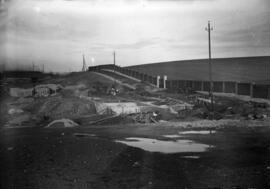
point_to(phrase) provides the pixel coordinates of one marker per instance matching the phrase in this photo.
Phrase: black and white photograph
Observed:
(135, 94)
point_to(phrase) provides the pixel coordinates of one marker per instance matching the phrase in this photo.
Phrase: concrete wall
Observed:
(218, 86)
(253, 90)
(261, 91)
(229, 87)
(243, 88)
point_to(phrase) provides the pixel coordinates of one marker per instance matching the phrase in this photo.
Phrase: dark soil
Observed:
(56, 158)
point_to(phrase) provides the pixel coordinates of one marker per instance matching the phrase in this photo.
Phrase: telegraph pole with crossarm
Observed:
(209, 29)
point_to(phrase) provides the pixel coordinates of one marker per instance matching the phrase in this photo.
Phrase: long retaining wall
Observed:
(249, 89)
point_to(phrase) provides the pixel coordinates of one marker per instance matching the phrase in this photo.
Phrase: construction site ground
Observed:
(97, 151)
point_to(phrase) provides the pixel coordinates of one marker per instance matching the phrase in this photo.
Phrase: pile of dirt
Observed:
(56, 108)
(62, 123)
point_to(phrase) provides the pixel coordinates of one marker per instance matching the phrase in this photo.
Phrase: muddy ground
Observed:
(56, 158)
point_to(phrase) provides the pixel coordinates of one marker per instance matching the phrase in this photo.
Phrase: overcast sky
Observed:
(57, 32)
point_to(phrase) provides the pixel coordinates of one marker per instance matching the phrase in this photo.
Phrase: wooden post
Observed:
(164, 80)
(158, 78)
(223, 86)
(251, 89)
(236, 87)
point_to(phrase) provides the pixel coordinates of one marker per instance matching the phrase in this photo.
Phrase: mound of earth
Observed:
(56, 108)
(62, 123)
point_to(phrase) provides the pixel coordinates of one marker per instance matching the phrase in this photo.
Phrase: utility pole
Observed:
(84, 66)
(209, 29)
(114, 61)
(114, 67)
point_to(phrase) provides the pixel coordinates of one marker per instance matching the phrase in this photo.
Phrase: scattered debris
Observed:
(117, 108)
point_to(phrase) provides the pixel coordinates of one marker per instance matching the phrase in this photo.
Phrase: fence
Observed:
(248, 89)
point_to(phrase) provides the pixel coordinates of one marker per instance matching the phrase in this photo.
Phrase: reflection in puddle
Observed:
(205, 132)
(84, 135)
(191, 157)
(171, 136)
(154, 145)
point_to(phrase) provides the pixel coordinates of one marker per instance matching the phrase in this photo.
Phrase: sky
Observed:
(56, 33)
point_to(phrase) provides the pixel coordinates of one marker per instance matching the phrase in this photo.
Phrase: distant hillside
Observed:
(244, 69)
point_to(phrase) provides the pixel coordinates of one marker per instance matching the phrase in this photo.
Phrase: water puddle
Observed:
(84, 135)
(205, 132)
(171, 136)
(154, 145)
(191, 157)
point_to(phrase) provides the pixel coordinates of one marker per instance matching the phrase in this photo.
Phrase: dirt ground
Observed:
(56, 158)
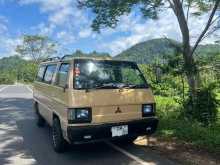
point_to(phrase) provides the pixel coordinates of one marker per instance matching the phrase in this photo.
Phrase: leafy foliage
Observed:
(14, 68)
(36, 47)
(205, 108)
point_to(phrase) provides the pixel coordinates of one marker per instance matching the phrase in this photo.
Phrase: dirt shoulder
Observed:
(184, 153)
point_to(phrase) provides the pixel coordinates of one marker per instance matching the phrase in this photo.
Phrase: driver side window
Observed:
(62, 76)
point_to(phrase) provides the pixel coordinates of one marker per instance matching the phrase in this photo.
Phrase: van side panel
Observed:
(105, 102)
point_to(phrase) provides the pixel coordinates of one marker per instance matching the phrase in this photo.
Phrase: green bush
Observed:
(204, 108)
(173, 124)
(6, 78)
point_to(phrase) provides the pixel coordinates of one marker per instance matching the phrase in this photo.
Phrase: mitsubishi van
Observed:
(87, 99)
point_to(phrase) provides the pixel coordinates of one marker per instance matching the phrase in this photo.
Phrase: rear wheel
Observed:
(58, 141)
(39, 119)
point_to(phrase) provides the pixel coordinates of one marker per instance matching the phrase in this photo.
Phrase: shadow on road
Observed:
(22, 141)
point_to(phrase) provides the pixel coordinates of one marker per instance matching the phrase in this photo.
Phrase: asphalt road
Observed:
(23, 143)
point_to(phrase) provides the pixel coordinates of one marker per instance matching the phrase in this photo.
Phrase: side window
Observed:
(62, 75)
(49, 73)
(40, 73)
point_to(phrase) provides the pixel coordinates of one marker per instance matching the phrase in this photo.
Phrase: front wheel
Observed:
(57, 137)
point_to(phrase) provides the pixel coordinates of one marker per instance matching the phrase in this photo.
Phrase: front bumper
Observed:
(84, 134)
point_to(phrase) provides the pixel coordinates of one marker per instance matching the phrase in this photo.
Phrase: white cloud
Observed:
(65, 37)
(85, 33)
(68, 24)
(166, 26)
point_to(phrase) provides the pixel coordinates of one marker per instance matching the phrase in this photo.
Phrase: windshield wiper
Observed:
(106, 86)
(128, 86)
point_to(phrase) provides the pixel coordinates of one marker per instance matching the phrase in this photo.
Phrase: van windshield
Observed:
(91, 74)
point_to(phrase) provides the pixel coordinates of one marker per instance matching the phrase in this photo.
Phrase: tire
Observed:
(58, 141)
(40, 120)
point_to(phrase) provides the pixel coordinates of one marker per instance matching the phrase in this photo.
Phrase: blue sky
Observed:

************

▶ [WHAT TO WORK ON]: Each line of the listing above that contains the word "road" is to be copied.

▶ [RESULT BELOW]:
Phrase: shadow on road
Phrase: asphalt road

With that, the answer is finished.